**GIVEN TASK:** Rescale the records from their start through the line holding "[819, 451, 930, 508]", inclusive: repeat every line, requests included, with each bounding box coordinate in the answers multiplied by 0.25 and rounded to a whole number, halves up. Omit the pictures.

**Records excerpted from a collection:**
============================================================
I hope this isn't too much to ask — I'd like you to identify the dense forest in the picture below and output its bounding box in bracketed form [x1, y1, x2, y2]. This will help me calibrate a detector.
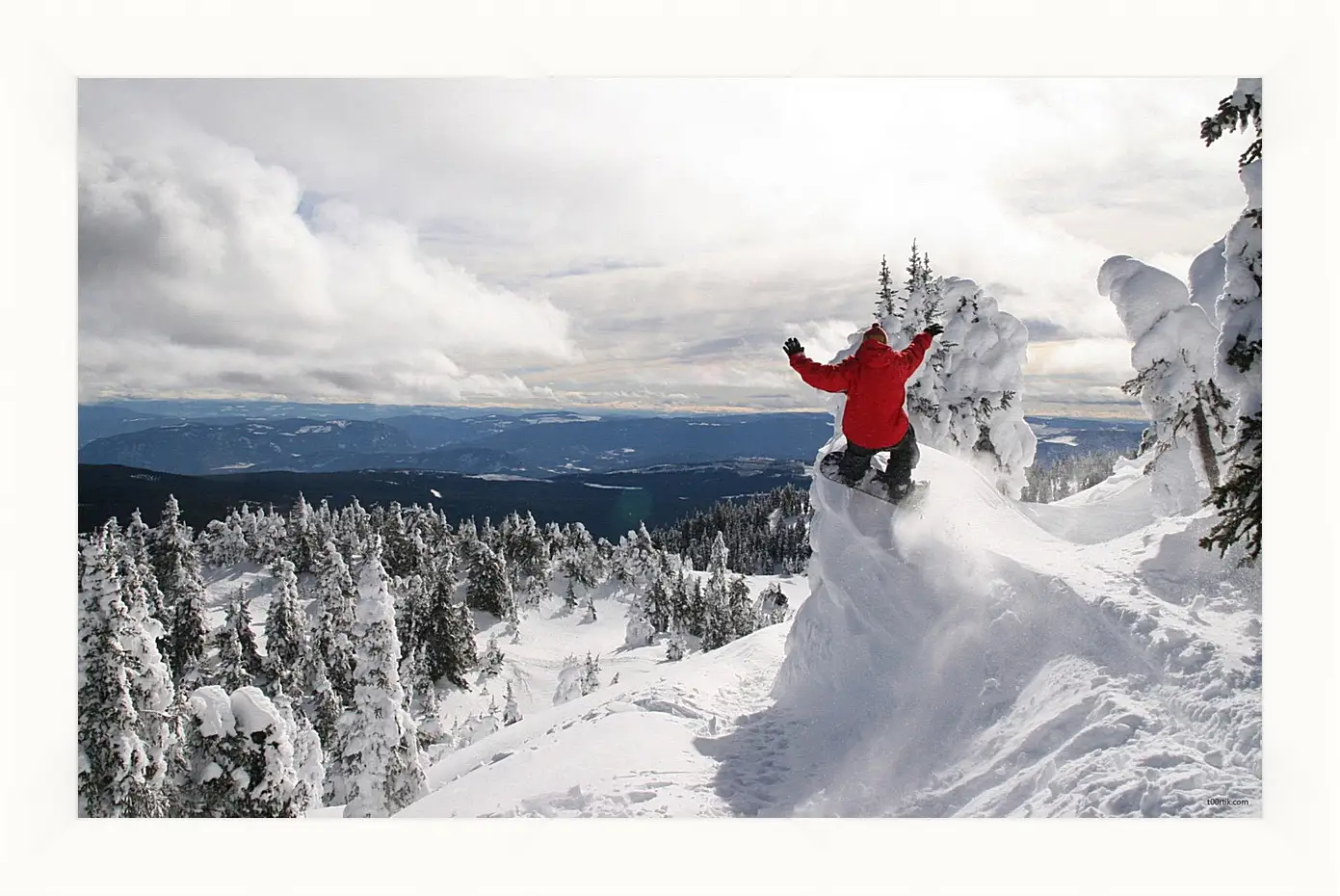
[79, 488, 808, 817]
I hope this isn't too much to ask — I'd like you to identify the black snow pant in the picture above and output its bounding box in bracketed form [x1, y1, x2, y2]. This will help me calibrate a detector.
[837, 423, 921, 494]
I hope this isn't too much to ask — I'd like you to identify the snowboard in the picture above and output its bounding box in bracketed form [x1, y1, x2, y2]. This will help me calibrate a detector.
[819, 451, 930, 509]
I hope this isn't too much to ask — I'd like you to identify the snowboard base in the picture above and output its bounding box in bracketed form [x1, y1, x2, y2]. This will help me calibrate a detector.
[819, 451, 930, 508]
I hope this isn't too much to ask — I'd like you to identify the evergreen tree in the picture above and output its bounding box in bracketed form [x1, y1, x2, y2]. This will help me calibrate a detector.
============================================================
**ANSWER TO THIS PROBLEM:**
I hope this isn't too much to ask — I'd like you to identify the dense forest in the picture below and output its bounding box in bracketed form [x1, y1, x2, y2]. This will help me calibrate a detector.
[20, 122, 202, 204]
I hope this isn't too much to ask — I'd like you to identify the black snow pant in the picture above and output its bounding box in bracketed form [x1, y1, x2, y2]. This will help me calibrate a detector.
[209, 106, 230, 124]
I hope this isn't too much to ask — I'd like you to identify the snowboard in the picture above and output its bounding box in bracketed form [x1, y1, x2, y2]. This will help me calibrate a detector.
[205, 113, 233, 127]
I hope this isn't too much to ask — I'd like you to identify the snowboard base in the picture above and output its bounding box in bracketed form [x1, y1, x2, y2]. This will help me calibrate a detector.
[205, 113, 233, 127]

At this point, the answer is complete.